→ **WORK REQUIRED**
Could you gather every line in the data below that contains the string "handlebar" and copy each of those lines in full?

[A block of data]
————

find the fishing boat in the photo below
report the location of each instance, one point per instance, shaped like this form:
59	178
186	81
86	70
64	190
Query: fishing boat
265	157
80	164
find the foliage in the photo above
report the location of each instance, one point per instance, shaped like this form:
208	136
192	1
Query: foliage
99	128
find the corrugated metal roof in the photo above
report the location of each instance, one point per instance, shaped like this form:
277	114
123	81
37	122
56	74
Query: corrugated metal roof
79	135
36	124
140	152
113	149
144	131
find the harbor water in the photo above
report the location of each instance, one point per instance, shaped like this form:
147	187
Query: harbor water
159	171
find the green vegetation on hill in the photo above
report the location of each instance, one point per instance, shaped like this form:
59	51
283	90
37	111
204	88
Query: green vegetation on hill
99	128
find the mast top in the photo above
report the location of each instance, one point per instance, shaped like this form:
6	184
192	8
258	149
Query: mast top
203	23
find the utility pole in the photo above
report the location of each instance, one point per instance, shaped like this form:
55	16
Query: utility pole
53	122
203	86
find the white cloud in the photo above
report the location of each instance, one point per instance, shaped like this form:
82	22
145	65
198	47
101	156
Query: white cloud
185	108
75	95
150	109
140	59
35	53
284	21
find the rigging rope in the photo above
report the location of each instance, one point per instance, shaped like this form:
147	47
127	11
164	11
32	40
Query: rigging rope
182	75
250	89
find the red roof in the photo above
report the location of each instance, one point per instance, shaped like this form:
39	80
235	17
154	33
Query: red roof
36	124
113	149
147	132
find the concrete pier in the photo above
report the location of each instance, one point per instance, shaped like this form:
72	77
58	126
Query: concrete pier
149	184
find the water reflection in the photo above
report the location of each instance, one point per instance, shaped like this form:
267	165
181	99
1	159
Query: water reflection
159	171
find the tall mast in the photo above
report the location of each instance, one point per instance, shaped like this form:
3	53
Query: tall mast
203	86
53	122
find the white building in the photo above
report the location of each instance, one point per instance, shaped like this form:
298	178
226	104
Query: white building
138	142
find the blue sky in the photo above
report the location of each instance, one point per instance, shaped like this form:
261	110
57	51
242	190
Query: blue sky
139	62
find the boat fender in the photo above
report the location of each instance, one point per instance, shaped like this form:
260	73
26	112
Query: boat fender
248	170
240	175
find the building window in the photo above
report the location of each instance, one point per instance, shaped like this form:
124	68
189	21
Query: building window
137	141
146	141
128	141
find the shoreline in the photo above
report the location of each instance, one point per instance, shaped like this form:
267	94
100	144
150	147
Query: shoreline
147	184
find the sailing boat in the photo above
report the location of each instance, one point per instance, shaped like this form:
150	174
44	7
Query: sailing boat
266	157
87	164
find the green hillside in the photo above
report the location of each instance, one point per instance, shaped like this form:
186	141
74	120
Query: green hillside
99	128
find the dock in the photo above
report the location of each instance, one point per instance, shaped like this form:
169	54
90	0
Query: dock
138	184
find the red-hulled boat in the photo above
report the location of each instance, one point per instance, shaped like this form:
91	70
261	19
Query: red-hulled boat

————

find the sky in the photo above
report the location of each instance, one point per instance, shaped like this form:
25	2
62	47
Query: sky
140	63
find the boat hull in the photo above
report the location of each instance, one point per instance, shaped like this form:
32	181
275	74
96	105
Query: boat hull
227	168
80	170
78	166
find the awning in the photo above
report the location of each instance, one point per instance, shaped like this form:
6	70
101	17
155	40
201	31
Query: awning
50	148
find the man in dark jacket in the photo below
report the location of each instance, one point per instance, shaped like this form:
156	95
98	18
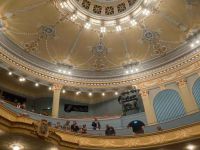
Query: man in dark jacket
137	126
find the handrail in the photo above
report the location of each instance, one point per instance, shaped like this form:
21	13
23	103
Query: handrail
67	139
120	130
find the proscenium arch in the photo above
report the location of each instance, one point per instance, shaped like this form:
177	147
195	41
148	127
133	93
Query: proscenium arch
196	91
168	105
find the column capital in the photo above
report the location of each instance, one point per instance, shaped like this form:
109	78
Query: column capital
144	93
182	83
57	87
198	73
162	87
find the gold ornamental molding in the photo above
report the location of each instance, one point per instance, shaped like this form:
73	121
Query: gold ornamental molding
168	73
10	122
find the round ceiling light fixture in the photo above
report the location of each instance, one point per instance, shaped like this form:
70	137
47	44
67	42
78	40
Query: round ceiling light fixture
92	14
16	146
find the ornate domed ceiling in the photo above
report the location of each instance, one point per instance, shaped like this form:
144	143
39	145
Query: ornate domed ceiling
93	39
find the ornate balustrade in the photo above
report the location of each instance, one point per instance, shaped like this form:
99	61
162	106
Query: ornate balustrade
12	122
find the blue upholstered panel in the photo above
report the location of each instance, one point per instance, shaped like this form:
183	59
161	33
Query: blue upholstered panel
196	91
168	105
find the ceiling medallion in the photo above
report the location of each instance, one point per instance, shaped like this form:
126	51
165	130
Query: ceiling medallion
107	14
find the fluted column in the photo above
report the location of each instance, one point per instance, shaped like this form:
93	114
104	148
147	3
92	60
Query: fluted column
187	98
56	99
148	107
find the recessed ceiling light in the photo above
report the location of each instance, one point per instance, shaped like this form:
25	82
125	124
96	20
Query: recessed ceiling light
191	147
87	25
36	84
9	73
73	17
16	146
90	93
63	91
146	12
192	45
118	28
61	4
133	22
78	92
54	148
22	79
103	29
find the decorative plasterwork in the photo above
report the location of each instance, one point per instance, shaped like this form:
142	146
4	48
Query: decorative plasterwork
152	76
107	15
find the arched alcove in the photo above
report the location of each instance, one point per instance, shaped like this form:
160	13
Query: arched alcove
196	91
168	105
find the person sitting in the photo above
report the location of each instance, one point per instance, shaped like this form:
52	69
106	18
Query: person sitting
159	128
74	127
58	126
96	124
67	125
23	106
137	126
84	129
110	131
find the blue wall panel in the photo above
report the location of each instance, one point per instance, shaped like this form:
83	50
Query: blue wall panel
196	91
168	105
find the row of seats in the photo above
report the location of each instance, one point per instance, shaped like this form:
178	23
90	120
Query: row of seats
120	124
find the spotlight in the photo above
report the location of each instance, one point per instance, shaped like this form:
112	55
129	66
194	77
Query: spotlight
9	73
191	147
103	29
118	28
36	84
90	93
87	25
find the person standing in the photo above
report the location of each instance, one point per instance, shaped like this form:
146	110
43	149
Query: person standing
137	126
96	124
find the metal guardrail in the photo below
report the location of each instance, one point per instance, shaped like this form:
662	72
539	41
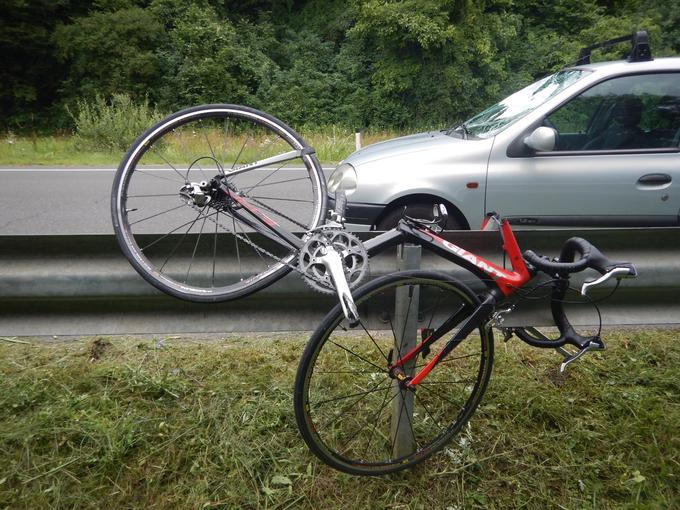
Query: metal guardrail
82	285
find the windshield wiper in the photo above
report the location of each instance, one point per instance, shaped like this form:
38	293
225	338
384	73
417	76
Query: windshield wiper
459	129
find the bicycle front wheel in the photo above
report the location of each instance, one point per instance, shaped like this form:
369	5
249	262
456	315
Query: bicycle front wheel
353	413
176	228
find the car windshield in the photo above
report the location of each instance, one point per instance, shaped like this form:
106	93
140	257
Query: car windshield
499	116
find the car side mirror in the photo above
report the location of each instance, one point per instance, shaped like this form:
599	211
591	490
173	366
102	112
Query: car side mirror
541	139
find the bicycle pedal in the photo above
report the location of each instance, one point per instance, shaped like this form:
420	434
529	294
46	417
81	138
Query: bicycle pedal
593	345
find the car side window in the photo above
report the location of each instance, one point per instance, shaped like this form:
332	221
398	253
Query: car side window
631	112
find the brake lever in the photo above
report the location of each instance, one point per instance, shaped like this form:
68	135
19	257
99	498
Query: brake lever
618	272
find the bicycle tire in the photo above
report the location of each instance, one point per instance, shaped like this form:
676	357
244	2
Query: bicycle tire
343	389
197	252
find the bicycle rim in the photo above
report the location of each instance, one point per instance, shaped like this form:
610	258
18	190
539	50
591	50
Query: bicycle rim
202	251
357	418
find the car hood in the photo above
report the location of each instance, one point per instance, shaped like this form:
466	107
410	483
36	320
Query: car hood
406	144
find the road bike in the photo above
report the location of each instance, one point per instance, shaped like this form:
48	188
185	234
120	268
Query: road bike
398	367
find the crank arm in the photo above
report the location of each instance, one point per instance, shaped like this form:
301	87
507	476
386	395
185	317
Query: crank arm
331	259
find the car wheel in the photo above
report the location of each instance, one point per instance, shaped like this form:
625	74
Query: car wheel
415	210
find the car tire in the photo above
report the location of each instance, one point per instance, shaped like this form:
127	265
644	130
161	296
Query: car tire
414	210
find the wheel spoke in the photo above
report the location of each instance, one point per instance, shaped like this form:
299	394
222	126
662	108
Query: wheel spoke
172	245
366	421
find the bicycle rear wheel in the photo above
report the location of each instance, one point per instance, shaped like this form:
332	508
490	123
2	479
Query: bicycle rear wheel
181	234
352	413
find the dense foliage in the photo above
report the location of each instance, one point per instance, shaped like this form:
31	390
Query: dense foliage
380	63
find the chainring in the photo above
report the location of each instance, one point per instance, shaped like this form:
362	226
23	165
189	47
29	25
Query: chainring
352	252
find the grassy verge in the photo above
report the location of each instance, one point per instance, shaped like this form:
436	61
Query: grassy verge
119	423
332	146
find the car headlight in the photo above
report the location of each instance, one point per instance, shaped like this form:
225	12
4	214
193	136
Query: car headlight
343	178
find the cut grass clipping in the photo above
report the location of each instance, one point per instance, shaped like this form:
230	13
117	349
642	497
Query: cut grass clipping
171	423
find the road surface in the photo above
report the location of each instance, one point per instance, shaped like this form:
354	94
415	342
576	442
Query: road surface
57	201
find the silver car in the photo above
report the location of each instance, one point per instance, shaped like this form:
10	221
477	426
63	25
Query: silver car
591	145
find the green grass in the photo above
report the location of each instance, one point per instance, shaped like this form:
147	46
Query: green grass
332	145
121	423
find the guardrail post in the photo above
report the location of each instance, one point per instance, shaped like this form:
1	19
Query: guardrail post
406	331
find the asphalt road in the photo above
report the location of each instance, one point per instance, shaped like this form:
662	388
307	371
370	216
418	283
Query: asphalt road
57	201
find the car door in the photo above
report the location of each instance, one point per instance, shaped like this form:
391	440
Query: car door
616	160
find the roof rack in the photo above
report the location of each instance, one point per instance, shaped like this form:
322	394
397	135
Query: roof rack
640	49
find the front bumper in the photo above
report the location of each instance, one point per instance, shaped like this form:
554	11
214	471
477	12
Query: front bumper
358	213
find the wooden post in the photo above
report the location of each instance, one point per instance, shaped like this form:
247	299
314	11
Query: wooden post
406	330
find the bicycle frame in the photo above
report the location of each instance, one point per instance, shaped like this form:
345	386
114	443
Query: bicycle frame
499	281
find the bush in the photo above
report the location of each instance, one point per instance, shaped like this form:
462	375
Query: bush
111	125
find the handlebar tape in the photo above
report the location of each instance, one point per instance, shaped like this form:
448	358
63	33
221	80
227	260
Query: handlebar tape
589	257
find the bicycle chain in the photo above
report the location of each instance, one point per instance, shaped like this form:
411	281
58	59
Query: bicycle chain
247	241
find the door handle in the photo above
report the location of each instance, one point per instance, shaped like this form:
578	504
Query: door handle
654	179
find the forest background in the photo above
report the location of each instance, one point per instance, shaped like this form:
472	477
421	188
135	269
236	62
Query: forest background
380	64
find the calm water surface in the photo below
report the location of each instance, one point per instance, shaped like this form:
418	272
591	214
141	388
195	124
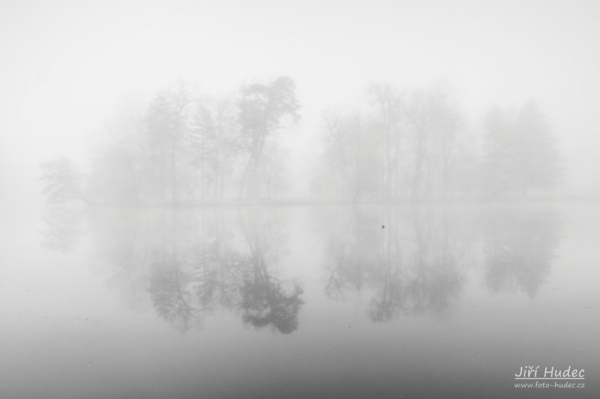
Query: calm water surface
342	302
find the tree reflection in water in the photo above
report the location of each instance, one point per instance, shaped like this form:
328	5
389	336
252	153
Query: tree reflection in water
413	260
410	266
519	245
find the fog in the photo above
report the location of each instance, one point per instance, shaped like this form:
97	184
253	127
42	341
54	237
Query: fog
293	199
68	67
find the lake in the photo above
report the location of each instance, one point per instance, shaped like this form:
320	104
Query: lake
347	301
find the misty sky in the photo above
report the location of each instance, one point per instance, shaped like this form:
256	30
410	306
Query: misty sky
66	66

————

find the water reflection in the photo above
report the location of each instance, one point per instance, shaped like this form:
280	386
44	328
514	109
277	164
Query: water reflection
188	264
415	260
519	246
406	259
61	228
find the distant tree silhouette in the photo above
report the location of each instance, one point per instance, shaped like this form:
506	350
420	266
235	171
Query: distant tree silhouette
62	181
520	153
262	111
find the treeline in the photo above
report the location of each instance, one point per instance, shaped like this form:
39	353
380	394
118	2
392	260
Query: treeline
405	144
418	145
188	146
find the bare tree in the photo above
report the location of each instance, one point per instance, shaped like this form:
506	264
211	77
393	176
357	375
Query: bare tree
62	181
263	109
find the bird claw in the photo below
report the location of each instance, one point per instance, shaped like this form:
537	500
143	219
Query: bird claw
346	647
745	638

————

→ **EXERCISE ANSWER**
find the handlebar tape in the photo above
Query: handlebar tape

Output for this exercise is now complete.